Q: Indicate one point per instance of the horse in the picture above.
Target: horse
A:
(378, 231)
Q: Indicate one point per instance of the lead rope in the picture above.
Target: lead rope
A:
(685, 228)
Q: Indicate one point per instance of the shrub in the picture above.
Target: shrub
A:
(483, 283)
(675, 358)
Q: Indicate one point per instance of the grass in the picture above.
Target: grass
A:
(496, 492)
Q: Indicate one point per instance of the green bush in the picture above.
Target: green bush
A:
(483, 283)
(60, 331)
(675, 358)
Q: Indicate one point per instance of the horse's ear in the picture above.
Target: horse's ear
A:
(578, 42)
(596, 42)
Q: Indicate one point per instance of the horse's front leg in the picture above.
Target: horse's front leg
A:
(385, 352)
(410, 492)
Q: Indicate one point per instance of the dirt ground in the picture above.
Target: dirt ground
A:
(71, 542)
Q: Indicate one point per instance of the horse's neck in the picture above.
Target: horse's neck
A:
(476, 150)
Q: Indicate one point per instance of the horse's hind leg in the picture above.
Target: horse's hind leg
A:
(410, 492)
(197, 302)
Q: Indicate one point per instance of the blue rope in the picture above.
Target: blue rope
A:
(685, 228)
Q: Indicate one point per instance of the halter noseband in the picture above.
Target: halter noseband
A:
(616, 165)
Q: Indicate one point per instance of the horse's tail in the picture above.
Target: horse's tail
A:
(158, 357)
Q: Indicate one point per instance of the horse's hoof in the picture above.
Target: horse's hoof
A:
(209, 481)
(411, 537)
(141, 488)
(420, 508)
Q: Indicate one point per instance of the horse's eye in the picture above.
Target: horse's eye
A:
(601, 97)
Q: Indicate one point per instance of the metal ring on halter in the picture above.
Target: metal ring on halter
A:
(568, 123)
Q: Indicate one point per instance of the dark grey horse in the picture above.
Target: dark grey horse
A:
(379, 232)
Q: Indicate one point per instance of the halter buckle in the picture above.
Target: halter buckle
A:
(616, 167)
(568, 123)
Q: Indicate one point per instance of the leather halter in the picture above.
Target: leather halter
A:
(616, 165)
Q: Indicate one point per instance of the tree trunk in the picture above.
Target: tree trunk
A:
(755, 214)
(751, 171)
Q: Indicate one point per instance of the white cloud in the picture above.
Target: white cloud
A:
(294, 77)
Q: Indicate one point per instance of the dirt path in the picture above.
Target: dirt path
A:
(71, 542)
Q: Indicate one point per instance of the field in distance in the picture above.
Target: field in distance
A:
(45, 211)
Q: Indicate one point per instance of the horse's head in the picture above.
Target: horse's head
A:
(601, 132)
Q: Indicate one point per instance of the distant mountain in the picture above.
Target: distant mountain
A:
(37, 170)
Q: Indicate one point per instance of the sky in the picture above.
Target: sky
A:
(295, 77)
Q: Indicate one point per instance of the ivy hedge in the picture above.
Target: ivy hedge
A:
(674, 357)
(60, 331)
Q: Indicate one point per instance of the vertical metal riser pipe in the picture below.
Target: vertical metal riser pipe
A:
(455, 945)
+ + + + + + +
> _Work to do_:
Please scale the point coordinates in the stretch of the material from the line containing "Q: Indicate one point per instance of the tree" through the end of the material by 0.35, rounding each to a whole number with halves going up. Write out every line of that stretch in full, changing nothing else.

> _Exercise response_:
Q: Indicate one point per instance of the tree trunk in the picture above.
Target: tree trunk
A:
(264, 75)
(263, 60)
Q: Indicate one point per instance of the white cloud in the picture above.
Target: white cloud
A:
(103, 27)
Q: Indicate one point per instance of the dirt path in the picture above.
Target: dirt path
A:
(25, 190)
Q: Indicate one point per instance of the field in distance in the picture above.
Target: field in distance
A:
(16, 74)
Q: Indicate one point per instance of the horse's head in the picture above.
Target: horse's head
A:
(210, 46)
Q: Indicate one point per instance of the distant mountain in the picture above.
Target: distant mountain
A:
(13, 60)
Q: Indicate one point per instance of the sky in the picture above.
Target: sky
A:
(103, 27)
Q: Indicate one point per instance of the ivy hedge in the picture above.
Target: ivy hedge
A:
(236, 125)
(21, 116)
Q: Indicate one point per instance of the vertical metal riser pipe in the picture below.
Target: vertical metal riser pipe
A:
(159, 331)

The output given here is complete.